## [Supplied text]
[od-discuss] Questions about attribution requirements in OS and English Heritage data

Mike Linksvayer ml at gondwanaland.com
Tue Jul 23 18:53:17 UTC 2013


On Tue, Jul 23, 2013 at 1:21 AM, Kent Mewhort <kent at openissues.ca> wrote:
> Sure, let me try to clarify.  If an author places a work under an open
> licence, this is effectively a licence "to the world".  The author grants
> the rights to anyone who receives the work.  If someone else redistributes
> that work, the downstream recipients are still receiving their licence from
> the original author, not the redistributor.  The original licence applies to
> everyone and there is no need to "sublicence".

## [Listed records]

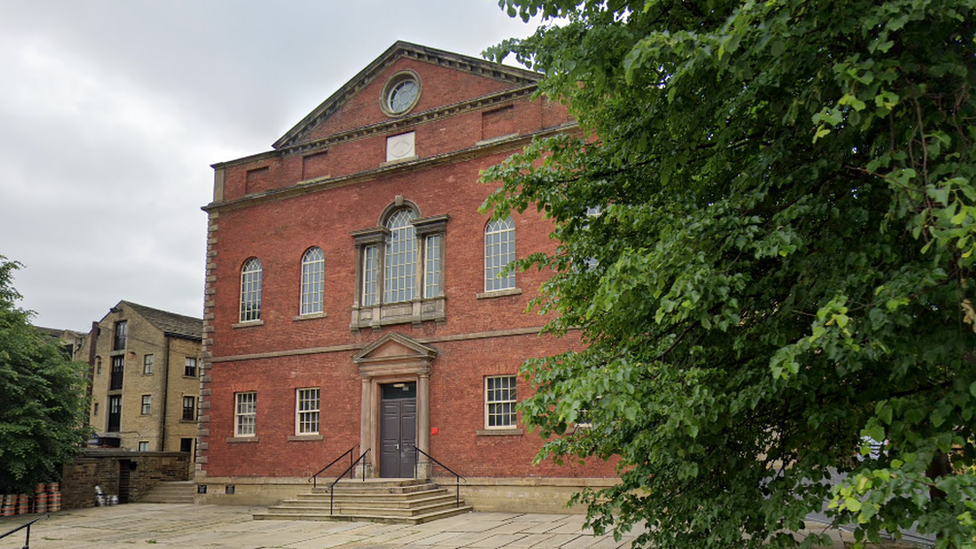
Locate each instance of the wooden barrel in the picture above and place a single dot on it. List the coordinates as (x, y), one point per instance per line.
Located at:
(7, 505)
(40, 502)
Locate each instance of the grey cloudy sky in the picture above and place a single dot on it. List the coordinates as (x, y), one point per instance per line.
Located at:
(111, 112)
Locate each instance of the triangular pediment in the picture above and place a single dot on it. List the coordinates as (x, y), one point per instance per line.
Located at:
(311, 126)
(394, 348)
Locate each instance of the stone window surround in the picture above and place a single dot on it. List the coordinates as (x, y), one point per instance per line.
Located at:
(395, 80)
(501, 429)
(417, 310)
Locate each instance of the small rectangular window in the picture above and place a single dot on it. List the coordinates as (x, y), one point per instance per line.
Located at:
(189, 408)
(500, 402)
(370, 255)
(307, 412)
(118, 372)
(121, 330)
(432, 266)
(245, 414)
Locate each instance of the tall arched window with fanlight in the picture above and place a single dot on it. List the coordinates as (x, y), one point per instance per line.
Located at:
(401, 258)
(313, 282)
(400, 268)
(499, 253)
(251, 290)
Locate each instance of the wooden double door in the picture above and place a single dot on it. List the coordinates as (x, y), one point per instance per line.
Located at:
(398, 430)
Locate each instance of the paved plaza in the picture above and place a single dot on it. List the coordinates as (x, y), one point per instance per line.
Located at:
(219, 526)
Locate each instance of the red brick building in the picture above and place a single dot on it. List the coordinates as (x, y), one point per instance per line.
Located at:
(352, 291)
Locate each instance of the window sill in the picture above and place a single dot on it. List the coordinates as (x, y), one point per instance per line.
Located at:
(498, 139)
(408, 312)
(305, 438)
(312, 316)
(499, 293)
(515, 431)
(239, 440)
(248, 324)
(398, 161)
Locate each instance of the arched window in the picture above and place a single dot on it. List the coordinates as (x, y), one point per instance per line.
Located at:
(251, 290)
(313, 281)
(499, 252)
(400, 272)
(401, 258)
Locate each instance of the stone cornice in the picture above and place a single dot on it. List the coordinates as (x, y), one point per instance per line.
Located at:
(326, 183)
(383, 128)
(401, 50)
(358, 347)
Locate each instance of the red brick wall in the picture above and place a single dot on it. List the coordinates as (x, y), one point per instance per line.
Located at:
(441, 86)
(456, 411)
(279, 232)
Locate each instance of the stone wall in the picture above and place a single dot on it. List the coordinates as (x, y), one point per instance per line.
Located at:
(96, 467)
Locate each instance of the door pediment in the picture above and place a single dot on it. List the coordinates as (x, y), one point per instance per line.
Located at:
(395, 351)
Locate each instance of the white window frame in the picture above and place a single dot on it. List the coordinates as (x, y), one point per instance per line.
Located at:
(193, 408)
(307, 411)
(415, 291)
(245, 413)
(313, 282)
(499, 253)
(492, 399)
(433, 265)
(400, 258)
(252, 274)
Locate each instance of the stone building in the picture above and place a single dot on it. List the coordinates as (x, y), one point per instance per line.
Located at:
(145, 372)
(354, 297)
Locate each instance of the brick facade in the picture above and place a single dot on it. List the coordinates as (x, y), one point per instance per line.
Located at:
(329, 184)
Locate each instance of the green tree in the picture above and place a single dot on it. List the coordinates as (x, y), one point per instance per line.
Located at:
(766, 226)
(43, 403)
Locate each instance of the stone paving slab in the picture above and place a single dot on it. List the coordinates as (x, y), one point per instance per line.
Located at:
(231, 527)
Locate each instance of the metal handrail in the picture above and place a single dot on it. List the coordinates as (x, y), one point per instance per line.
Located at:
(314, 479)
(21, 527)
(336, 481)
(457, 477)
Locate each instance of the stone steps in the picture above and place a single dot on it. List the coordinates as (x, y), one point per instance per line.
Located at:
(375, 500)
(170, 492)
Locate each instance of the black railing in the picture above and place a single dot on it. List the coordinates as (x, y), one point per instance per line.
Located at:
(314, 479)
(21, 527)
(457, 477)
(336, 481)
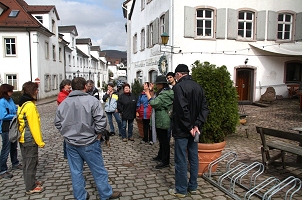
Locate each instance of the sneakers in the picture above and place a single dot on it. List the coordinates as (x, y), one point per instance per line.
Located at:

## [Exercises to complete]
**a.** In the message about attribution requirements, from whom do downstream recipients receive their license?
**b.** Please resume the message about attribution requirements in OS and English Heritage data, picking up after its last sentence.
The lines above come from a separate source, not from the message about attribution requirements.

## [Results by task]
**a.** From the original author, not the redistributor.

**b.**
>
> In fact, a lot of open licences such as Creative Commons explicitly prohibit
> sublicensing.  This is to make it clear that you're not allowed to
> redistibute the work under a different licence.  You can't add any terms to,
> nor remove any terms from, the original licence.  Of course, if you make
> modifications, you can attach additional terms onto your own modifications
> (unless a copyleft clause requires you to place these under the same
> licence).  Copyleft or not though, the original work is still under the
> original licence.

I've always thought this was a pointless restriction in the absence of copyleft.

> Even when licences don't explicitly prohibit sublicensing, it's usually
> implicit.  I'm not aware of any common open licences that allow
> sublicencing.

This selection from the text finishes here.